(Saved entries)

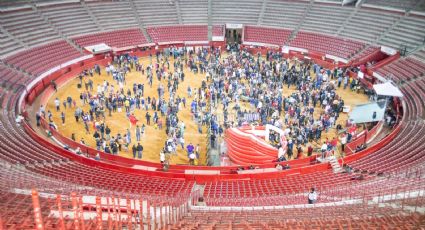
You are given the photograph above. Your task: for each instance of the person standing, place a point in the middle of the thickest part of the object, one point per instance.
(138, 132)
(312, 196)
(139, 149)
(63, 118)
(148, 118)
(57, 104)
(134, 150)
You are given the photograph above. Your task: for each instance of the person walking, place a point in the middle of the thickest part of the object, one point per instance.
(312, 196)
(139, 150)
(138, 132)
(63, 118)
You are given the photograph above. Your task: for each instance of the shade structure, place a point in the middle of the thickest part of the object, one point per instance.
(387, 89)
(370, 112)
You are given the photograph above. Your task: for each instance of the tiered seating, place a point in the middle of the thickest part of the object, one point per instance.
(366, 25)
(76, 173)
(409, 32)
(120, 38)
(8, 44)
(17, 211)
(270, 191)
(403, 69)
(10, 78)
(178, 33)
(218, 30)
(325, 18)
(246, 12)
(405, 151)
(194, 11)
(404, 5)
(283, 13)
(72, 18)
(113, 15)
(28, 27)
(19, 148)
(42, 58)
(266, 35)
(326, 44)
(420, 55)
(364, 53)
(334, 217)
(159, 12)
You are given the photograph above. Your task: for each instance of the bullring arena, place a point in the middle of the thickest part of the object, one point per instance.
(212, 114)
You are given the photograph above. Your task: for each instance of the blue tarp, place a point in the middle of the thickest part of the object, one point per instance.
(370, 112)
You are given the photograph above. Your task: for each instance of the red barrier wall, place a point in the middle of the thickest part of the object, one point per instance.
(124, 164)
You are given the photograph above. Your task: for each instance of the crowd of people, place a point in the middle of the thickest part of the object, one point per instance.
(238, 89)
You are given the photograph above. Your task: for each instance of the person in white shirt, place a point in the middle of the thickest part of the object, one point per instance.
(279, 167)
(312, 196)
(280, 153)
(324, 148)
(162, 157)
(192, 158)
(343, 140)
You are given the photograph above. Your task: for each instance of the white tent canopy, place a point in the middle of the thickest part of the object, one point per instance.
(387, 89)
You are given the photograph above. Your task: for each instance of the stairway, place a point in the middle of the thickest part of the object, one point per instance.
(336, 168)
(200, 188)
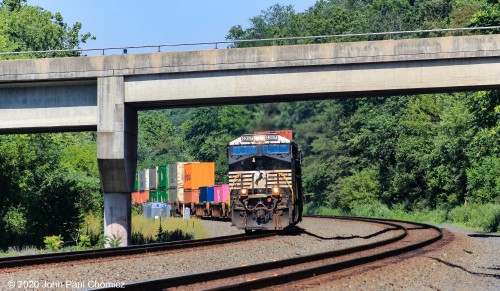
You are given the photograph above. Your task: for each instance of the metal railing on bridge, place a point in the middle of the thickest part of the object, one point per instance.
(269, 41)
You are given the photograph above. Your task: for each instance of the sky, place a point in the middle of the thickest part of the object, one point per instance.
(151, 22)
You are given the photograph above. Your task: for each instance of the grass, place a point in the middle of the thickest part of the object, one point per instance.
(484, 217)
(145, 230)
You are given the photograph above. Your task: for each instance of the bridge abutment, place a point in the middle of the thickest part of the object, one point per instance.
(116, 157)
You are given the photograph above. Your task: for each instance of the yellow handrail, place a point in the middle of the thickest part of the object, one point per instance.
(289, 186)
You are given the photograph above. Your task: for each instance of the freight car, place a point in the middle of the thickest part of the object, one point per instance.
(265, 179)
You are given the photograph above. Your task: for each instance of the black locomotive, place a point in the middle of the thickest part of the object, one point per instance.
(265, 181)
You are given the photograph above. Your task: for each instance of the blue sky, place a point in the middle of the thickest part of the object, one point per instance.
(151, 22)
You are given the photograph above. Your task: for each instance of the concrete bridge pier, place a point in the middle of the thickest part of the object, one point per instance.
(116, 157)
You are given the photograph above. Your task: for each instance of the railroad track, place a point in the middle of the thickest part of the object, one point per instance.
(52, 258)
(411, 236)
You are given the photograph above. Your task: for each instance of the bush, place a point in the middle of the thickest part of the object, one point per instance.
(53, 242)
(485, 217)
(375, 209)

[What the task asks]: Transcribe all lines above exactly, skipping pictures.

[Response to this exercise]:
You are given the photograph above. Your task: for each instance of the person standing, place a point in the middle of the thickest part of the object, one point per instance.
(138, 132)
(312, 196)
(139, 149)
(63, 118)
(148, 118)
(57, 104)
(134, 150)
You are given the photograph above. Your task: for each instance of the person walking, place a point in the middle of the thickest part of the object, one point per instance.
(312, 196)
(139, 150)
(138, 132)
(63, 118)
You are given the photograph above. Your task: for each instance of the shade structure, place a point in the middle of the thickest part of the object, one point per instance.
(387, 89)
(370, 112)
You are given the photograph above. Your task: for each instance of the tiered seating, place a point in the middle of the thickest part of the object, one point per instance.
(366, 25)
(76, 173)
(409, 32)
(120, 38)
(8, 44)
(17, 211)
(270, 191)
(403, 69)
(10, 78)
(178, 33)
(218, 30)
(325, 18)
(246, 12)
(405, 151)
(194, 11)
(404, 5)
(283, 13)
(72, 18)
(113, 15)
(28, 27)
(19, 148)
(42, 58)
(266, 35)
(326, 44)
(420, 55)
(364, 53)
(334, 217)
(159, 12)
You are given the photograph above. Your task: for each instance of the bullring arena, place a point in the middle of the thickest part of the object, one point per instance.
(212, 114)
You are given the photograph above. Your task: for each instance of the blue tarp, place a point in the middle of the thickest part of the object, one point per instance.
(370, 112)
You are given the photograph above. Your task: for each instance of the red barrier wall, place a point in the middle of the thickest part of the object, one point per instance.
(124, 164)
You are given the photograph above. Your task: for each instance of the crowd of people, place a point in the middle of the thickest part of the object, one point per instance.
(238, 89)
You are given the photograph above. Your task: for each instance of the person in white shirt, place a point in the middle of the thickest part of the object, one point per instance.
(279, 167)
(312, 196)
(280, 153)
(324, 148)
(162, 157)
(192, 158)
(343, 140)
You are given the photograph above. Your task: for each instance of the white tent canopy, place a point in the middle of the thickest part of the object, one point per instance.
(387, 89)
You are given the photograph above. Your task: for each instance of the stairway, place a point in the middle of the thickest part of the object, one point per instance.
(336, 168)
(200, 188)
You are given the photograph above. Your task: for each instance of the metal railing on bridge, place a point in the middle of the thickest part of the object, one point per instance.
(269, 41)
You are given the photograph above. Your task: for each instance of the sky, place a point in the middle of the thickest part of the object, one point per instance.
(151, 22)
You are given the photograph above. Your task: for each instance of the grass, place a point in the middle of the thickest part of the object, one point per instance.
(484, 217)
(145, 230)
You are given the photograph above. Your task: for each instance of the bridge abutment, place a point in the middle of the thickest part of the object, one point per instance.
(116, 157)
You are given the photograph above. Your task: for each instance of the yellow handrail, place a point in the middle of the thickest part of the object, one point per instance.
(289, 186)
You are given the photograph above. Your task: for each instance of the freight car, place a point in the middle of the thickest part of the object, one point per instance.
(265, 179)
You are given the photograph above. Your task: for each instance of the black locomotive, place a point in the middle of the thickest part of the object, one point per instance.
(265, 181)
You are given the photograph above. Your task: for each instance of the blue sky, place a point in the middle of the thickest part of the object, one point per instance.
(151, 22)
You are given the photograph above. Your task: for each instance of the concrete bridge pier, place a point in the middle of the thickest part of the object, one point per instance.
(116, 157)
You are given the photograph above. Your task: for each instance of the railroad track, place a point in the middle of the thickest part of the object, one point per instance.
(52, 258)
(411, 236)
You are given the photograph above. Your task: for each instance of the bush, place a point in the middle of the thickest part of the object, one point per instance.
(53, 242)
(485, 217)
(375, 209)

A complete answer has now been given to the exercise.